(EXERCISE) Send each entry back exactly as given, pictures excluded.
####
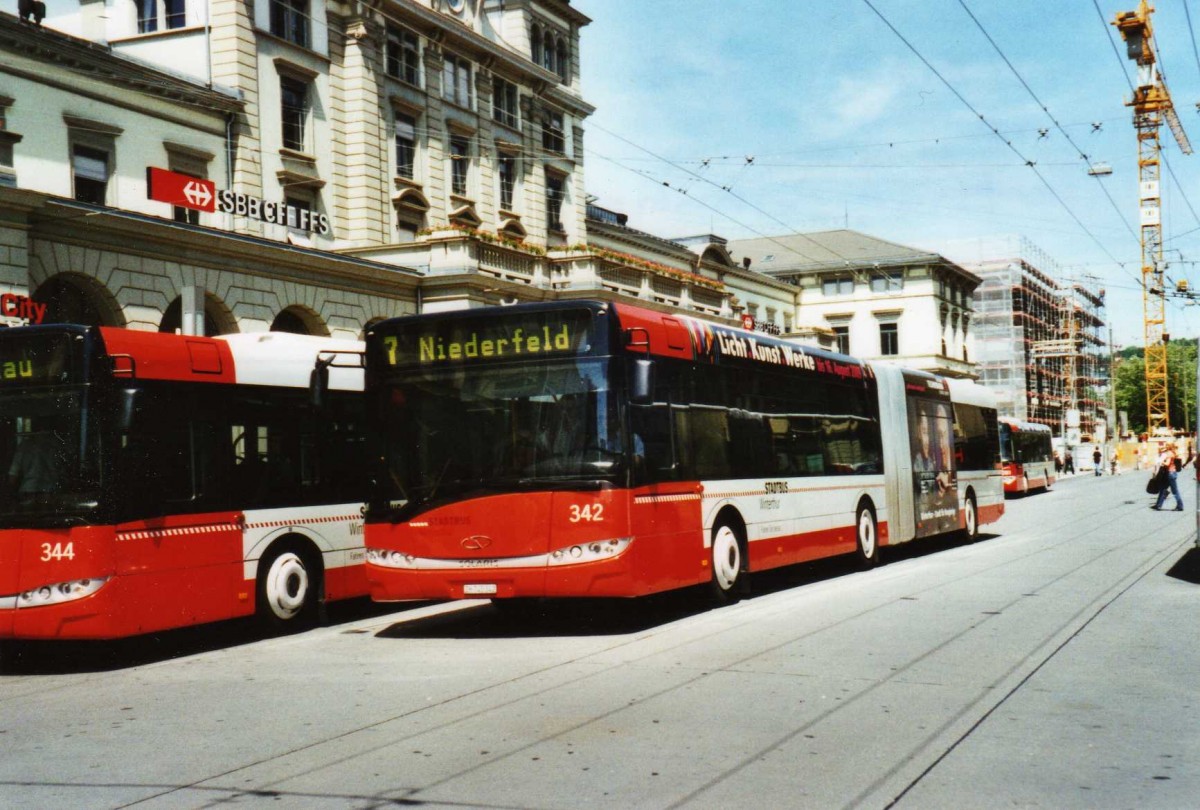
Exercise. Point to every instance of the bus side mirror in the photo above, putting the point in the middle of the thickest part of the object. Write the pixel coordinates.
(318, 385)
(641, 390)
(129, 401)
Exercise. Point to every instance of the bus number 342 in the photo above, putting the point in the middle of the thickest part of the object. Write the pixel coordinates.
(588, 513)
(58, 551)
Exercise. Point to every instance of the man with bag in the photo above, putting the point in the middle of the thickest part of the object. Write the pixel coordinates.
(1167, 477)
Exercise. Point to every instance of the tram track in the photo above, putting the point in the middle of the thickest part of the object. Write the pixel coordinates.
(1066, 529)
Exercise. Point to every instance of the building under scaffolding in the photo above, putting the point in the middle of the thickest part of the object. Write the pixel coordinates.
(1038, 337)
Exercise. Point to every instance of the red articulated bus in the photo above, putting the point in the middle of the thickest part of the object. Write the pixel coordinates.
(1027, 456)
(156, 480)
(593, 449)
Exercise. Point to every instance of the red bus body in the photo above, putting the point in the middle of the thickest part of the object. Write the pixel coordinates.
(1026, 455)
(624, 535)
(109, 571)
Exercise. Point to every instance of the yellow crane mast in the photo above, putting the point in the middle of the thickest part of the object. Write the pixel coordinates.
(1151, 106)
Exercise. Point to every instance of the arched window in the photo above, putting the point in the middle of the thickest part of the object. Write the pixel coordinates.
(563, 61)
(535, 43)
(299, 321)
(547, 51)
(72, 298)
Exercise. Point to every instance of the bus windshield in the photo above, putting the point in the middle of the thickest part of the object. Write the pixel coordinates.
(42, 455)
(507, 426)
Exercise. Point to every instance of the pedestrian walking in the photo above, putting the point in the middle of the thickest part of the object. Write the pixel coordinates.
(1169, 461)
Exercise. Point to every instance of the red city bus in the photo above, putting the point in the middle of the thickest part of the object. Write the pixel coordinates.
####
(REPLY TO THE EXERCISE)
Exercise. Point to every instance of the bus side mirror in the photo above, putting the point in the middle of the thickest part of the object. Write the pixel coordinates.
(318, 385)
(641, 390)
(129, 401)
Exercise. Point to every instance of the bus number 342 in the photo above, putting the point in the middle of the thickest part of the object. Write the pixel coordinates.
(588, 513)
(58, 551)
Exercise. Point to every instance of the man with bag in the photo above, putting the point in the middle of the thickest part of the object. Write the pixel coordinates.
(1167, 477)
Exercise. Point to every instance of the tram track in the photo above, putting the point in the middle of the thickest part of the object. Write the pixel coordinates.
(1066, 529)
Exercise. Point to every instance of the building under scaffolding in the photo above, putting the point in the middle of the thickest part of the object. Write the pixel coordinates.
(1038, 337)
Exercise. Point to every instance of the red articulated bus in the photo above, putting the point in the middle of the thickest part of the object. Write the pixel coordinates.
(1027, 456)
(156, 480)
(593, 449)
Exercise. Point to every instance of the red bus body in the photo above, putting the point in the middle of the thickest part of the object. Write the pixel coordinates.
(1026, 455)
(624, 535)
(109, 571)
Exercise. Point to every instance of the yellow crane mast in the photo above, putting the point in the middle of the thickest part of the object. Write the pixel coordinates.
(1151, 106)
Exercise. Point to every instance of the arched window in the photo above, putting the point in the middle of the thickest part of the object. Write the pixel coordinates.
(563, 61)
(535, 43)
(299, 321)
(547, 51)
(72, 298)
Exercise. Point to every instance of the bus windshield in the photo above, putting the point in the middle of the thickest part of the object. Write the pixel coordinates.
(42, 455)
(507, 426)
Exercise. Point to every instance of the pedestrian walking in the photo above, putting the point in the middle of the thickest part of the object. Write the pixel coordinates.
(1169, 461)
Exercise. Point to every instance of the red city bus in the photo above, putting the point in the middle of the thickest part of the object. Write the pixel coordinates.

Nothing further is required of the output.